◆ **REQUIRED WORK**: Retype all entries exactly, skipping pictures.

BEGIN EXTRACTED DATA

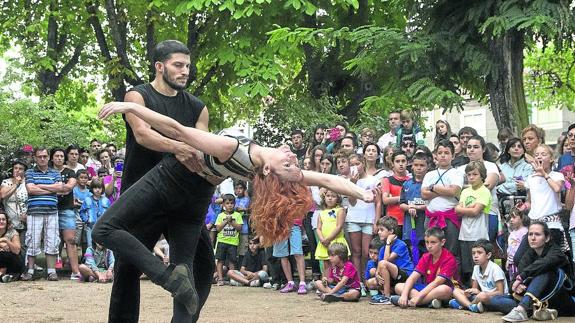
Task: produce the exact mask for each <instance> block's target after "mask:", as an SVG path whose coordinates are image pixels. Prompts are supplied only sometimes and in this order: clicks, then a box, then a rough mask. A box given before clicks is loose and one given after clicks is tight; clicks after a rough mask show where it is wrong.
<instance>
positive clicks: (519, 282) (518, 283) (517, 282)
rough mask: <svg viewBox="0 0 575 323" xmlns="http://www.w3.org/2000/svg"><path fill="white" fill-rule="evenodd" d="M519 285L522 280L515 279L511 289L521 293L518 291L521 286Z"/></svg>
mask: <svg viewBox="0 0 575 323" xmlns="http://www.w3.org/2000/svg"><path fill="white" fill-rule="evenodd" d="M519 285H521V281H520V280H515V281H514V282H513V285H511V290H512V291H514V292H516V293H518V294H521V293H520V292H518V291H517V288H518V287H519Z"/></svg>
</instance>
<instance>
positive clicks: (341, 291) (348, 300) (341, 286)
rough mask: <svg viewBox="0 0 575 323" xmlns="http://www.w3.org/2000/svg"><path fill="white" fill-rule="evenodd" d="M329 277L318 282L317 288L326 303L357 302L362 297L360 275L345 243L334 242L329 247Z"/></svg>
mask: <svg viewBox="0 0 575 323" xmlns="http://www.w3.org/2000/svg"><path fill="white" fill-rule="evenodd" d="M328 252H329V262H330V263H331V267H330V269H329V276H328V277H327V278H325V277H324V278H322V280H317V281H316V282H315V286H316V288H317V291H318V295H320V297H321V299H322V300H323V301H324V302H327V303H331V302H338V301H346V302H357V301H359V297H360V296H361V292H360V290H359V288H360V284H359V273H358V272H357V269H356V268H355V267H354V266H353V263H352V262H351V261H349V259H348V254H349V251H348V249H347V246H346V245H344V244H343V243H339V242H334V243H332V244H331V245H329V248H328Z"/></svg>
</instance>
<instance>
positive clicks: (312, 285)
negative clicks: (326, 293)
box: [305, 280, 315, 291]
mask: <svg viewBox="0 0 575 323" xmlns="http://www.w3.org/2000/svg"><path fill="white" fill-rule="evenodd" d="M314 281H315V280H313V281H310V282H309V283H307V285H306V286H305V288H307V290H308V291H312V290H314V289H315V283H314Z"/></svg>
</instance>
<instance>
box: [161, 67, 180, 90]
mask: <svg viewBox="0 0 575 323" xmlns="http://www.w3.org/2000/svg"><path fill="white" fill-rule="evenodd" d="M162 79H163V80H164V82H166V84H168V86H169V87H171V88H172V89H174V90H176V91H182V90H184V89H185V88H186V85H179V84H177V83H175V82H172V80H170V77H169V76H168V71H167V70H164V73H162Z"/></svg>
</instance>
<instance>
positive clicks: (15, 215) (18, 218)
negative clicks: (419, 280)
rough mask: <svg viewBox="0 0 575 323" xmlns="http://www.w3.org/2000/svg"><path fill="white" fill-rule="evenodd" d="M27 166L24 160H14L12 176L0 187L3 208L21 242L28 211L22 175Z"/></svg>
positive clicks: (0, 195)
mask: <svg viewBox="0 0 575 323" xmlns="http://www.w3.org/2000/svg"><path fill="white" fill-rule="evenodd" d="M27 168H28V165H27V163H26V162H25V161H23V160H18V159H17V160H15V161H14V162H13V163H12V177H11V178H7V179H5V180H3V181H2V186H1V188H0V197H2V204H3V205H4V210H5V211H6V215H8V217H9V218H10V222H12V228H13V229H14V230H16V231H18V233H19V234H20V239H21V241H20V242H21V243H22V244H23V243H24V241H23V240H24V237H25V236H26V213H27V212H28V206H27V202H28V191H27V190H26V183H25V180H26V177H25V175H24V172H25V171H26V169H27Z"/></svg>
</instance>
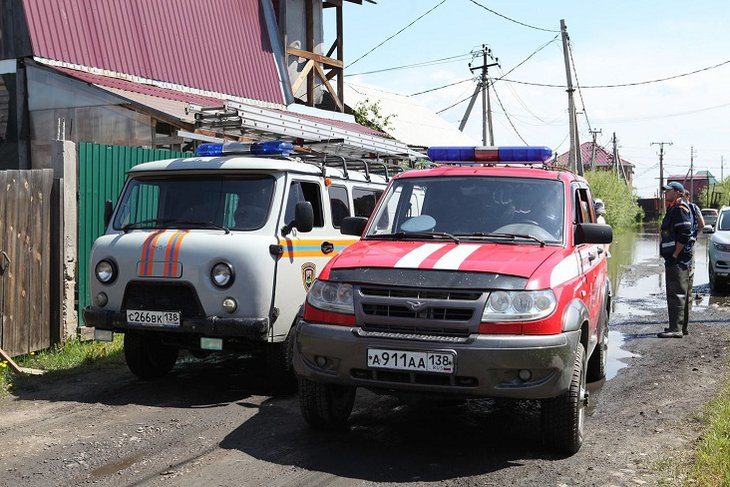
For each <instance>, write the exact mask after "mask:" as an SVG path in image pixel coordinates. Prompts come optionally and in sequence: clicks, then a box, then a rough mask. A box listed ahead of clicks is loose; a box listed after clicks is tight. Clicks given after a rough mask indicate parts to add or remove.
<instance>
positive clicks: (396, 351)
mask: <svg viewBox="0 0 730 487" xmlns="http://www.w3.org/2000/svg"><path fill="white" fill-rule="evenodd" d="M455 363H456V353H454V352H407V351H405V350H384V349H380V348H369V349H368V367H370V368H373V369H390V370H412V371H415V372H438V373H441V374H452V373H453V372H454V364H455Z"/></svg>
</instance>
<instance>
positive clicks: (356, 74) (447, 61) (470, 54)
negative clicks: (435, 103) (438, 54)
mask: <svg viewBox="0 0 730 487" xmlns="http://www.w3.org/2000/svg"><path fill="white" fill-rule="evenodd" d="M470 57H471V53H470V52H467V53H464V54H458V55H456V56H449V57H445V58H441V59H434V60H432V61H422V62H420V63H414V64H403V65H401V66H391V67H389V68H382V69H375V70H373V71H363V72H361V73H352V74H346V75H345V77H348V76H363V75H366V74H374V73H384V72H386V71H397V70H400V69H408V68H421V67H424V66H433V65H436V64H446V63H453V62H456V61H462V60H464V59H467V58H470Z"/></svg>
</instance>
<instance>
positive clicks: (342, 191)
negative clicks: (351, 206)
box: [328, 186, 350, 228]
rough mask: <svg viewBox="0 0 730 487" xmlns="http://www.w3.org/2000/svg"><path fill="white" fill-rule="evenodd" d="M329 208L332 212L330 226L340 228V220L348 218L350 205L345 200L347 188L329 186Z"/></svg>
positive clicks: (349, 204) (345, 197)
mask: <svg viewBox="0 0 730 487" xmlns="http://www.w3.org/2000/svg"><path fill="white" fill-rule="evenodd" d="M328 191H329V195H330V208H331V210H332V225H333V226H334V227H335V228H339V227H340V223H341V222H342V219H343V218H345V217H346V216H350V203H349V201H348V198H347V188H345V187H344V186H330V187H329V188H328Z"/></svg>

END EXTRACTED DATA

◆ **SOLUTION FOR THIS TASK**:
Task: produce the exact mask for each <instance> block's target after "mask:", as an SVG path whose coordinates are image pixels. Prompts are supplied only sometimes and in this order: clicks, then a box, then a rough mask. A box given before clicks is loose and one given after clicks is tight; clicks after a rough mask show where it is wrong.
<instance>
positive clicks: (519, 282) (518, 283) (517, 282)
rough mask: <svg viewBox="0 0 575 323" xmlns="http://www.w3.org/2000/svg"><path fill="white" fill-rule="evenodd" d="M519 285L522 280L515 279L511 289L521 293L518 291L521 286Z"/></svg>
mask: <svg viewBox="0 0 575 323" xmlns="http://www.w3.org/2000/svg"><path fill="white" fill-rule="evenodd" d="M519 285H521V281H520V280H515V281H514V282H513V285H511V290H512V291H514V292H516V293H518V294H521V293H520V292H518V291H517V288H518V287H519Z"/></svg>
</instance>
<instance>
positive clicks: (341, 291) (348, 300) (341, 286)
rough mask: <svg viewBox="0 0 575 323" xmlns="http://www.w3.org/2000/svg"><path fill="white" fill-rule="evenodd" d="M329 277L318 282L317 288L326 303L357 302L362 297L360 275L345 243L334 242L329 247Z"/></svg>
mask: <svg viewBox="0 0 575 323" xmlns="http://www.w3.org/2000/svg"><path fill="white" fill-rule="evenodd" d="M328 252H329V262H330V263H331V267H330V269H329V276H328V277H327V278H325V277H324V278H322V280H317V281H316V282H315V286H316V288H317V291H318V295H320V297H321V299H322V300H323V301H324V302H327V303H331V302H338V301H346V302H357V301H359V297H360V296H361V292H360V290H359V288H360V284H359V273H358V272H357V269H356V268H355V267H354V266H353V263H352V262H351V261H349V259H348V254H349V251H348V249H347V246H346V245H344V244H343V243H339V242H334V243H332V244H331V245H329V248H328Z"/></svg>
</instance>
<instance>
positive clicks: (312, 285)
negative clicks: (326, 293)
box: [305, 280, 315, 291]
mask: <svg viewBox="0 0 575 323" xmlns="http://www.w3.org/2000/svg"><path fill="white" fill-rule="evenodd" d="M314 281H315V280H313V281H310V282H309V283H307V285H306V286H305V288H307V290H308V291H312V290H314V289H315V283H314Z"/></svg>
</instance>
<instance>
box: [161, 67, 180, 90]
mask: <svg viewBox="0 0 575 323" xmlns="http://www.w3.org/2000/svg"><path fill="white" fill-rule="evenodd" d="M162 79H163V80H164V82H166V84H168V86H169V87H171V88H172V89H174V90H176V91H182V90H184V89H185V88H186V85H179V84H177V83H175V82H172V80H170V77H169V76H168V71H167V70H164V73H162Z"/></svg>
</instance>
<instance>
positive clicks: (15, 215) (18, 218)
negative clicks: (419, 280)
rough mask: <svg viewBox="0 0 575 323" xmlns="http://www.w3.org/2000/svg"><path fill="white" fill-rule="evenodd" d="M27 166L24 160H14L12 176L0 187L3 208L21 242L28 211L22 175Z"/></svg>
positive clicks: (0, 195)
mask: <svg viewBox="0 0 575 323" xmlns="http://www.w3.org/2000/svg"><path fill="white" fill-rule="evenodd" d="M27 168H28V165H27V163H26V162H25V161H23V160H18V159H17V160H15V161H14V162H13V163H12V177H11V178H7V179H5V180H3V181H2V186H1V188H0V197H2V204H3V205H4V210H5V211H6V215H8V217H9V218H10V222H12V228H13V229H14V230H16V231H18V233H19V234H20V239H21V241H20V242H21V243H22V244H23V243H24V241H23V240H24V237H25V236H26V213H27V212H28V206H27V202H28V191H27V190H26V183H25V180H26V177H25V175H24V172H25V171H26V169H27Z"/></svg>
</instance>
For each <instance>, write the exact mask after "mask:" as an SVG path in image pixel coordinates. Prompts come optionally and in sequence: clicks, then a box, then a rough mask. A box listed ahead of clicks is loose; a box listed after clicks is tight. Clicks given after a rough mask indicate parts to add or remove.
<instance>
positive clicks: (396, 351)
mask: <svg viewBox="0 0 730 487" xmlns="http://www.w3.org/2000/svg"><path fill="white" fill-rule="evenodd" d="M455 363H456V353H454V352H407V351H405V350H384V349H380V348H369V349H368V367H370V368H373V369H390V370H412V371H415V372H438V373H441V374H452V373H453V372H454V364H455Z"/></svg>
</instance>
<instance>
positive clicks: (356, 74) (447, 61) (470, 54)
negative clicks: (435, 103) (438, 54)
mask: <svg viewBox="0 0 730 487" xmlns="http://www.w3.org/2000/svg"><path fill="white" fill-rule="evenodd" d="M470 57H471V53H470V52H467V53H464V54H458V55H456V56H449V57H445V58H441V59H434V60H432V61H422V62H420V63H414V64H403V65H401V66H391V67H389V68H382V69H375V70H373V71H363V72H361V73H352V74H346V75H345V77H348V76H363V75H366V74H374V73H384V72H386V71H397V70H400V69H408V68H421V67H424V66H433V65H436V64H446V63H453V62H456V61H462V60H464V59H467V58H470Z"/></svg>
</instance>
<instance>
positive clicks: (342, 191)
negative clicks: (351, 206)
box: [328, 186, 350, 228]
rough mask: <svg viewBox="0 0 730 487" xmlns="http://www.w3.org/2000/svg"><path fill="white" fill-rule="evenodd" d="M329 208L332 212L330 226L340 228V220L348 218L350 205L345 200L347 188L329 186Z"/></svg>
positive clicks: (349, 204) (345, 197)
mask: <svg viewBox="0 0 730 487" xmlns="http://www.w3.org/2000/svg"><path fill="white" fill-rule="evenodd" d="M328 191H329V195H330V208H331V210H332V225H333V226H334V227H335V228H339V227H340V223H341V222H342V219H343V218H345V217H346V216H350V203H349V201H348V198H347V188H345V187H344V186H330V187H329V188H328Z"/></svg>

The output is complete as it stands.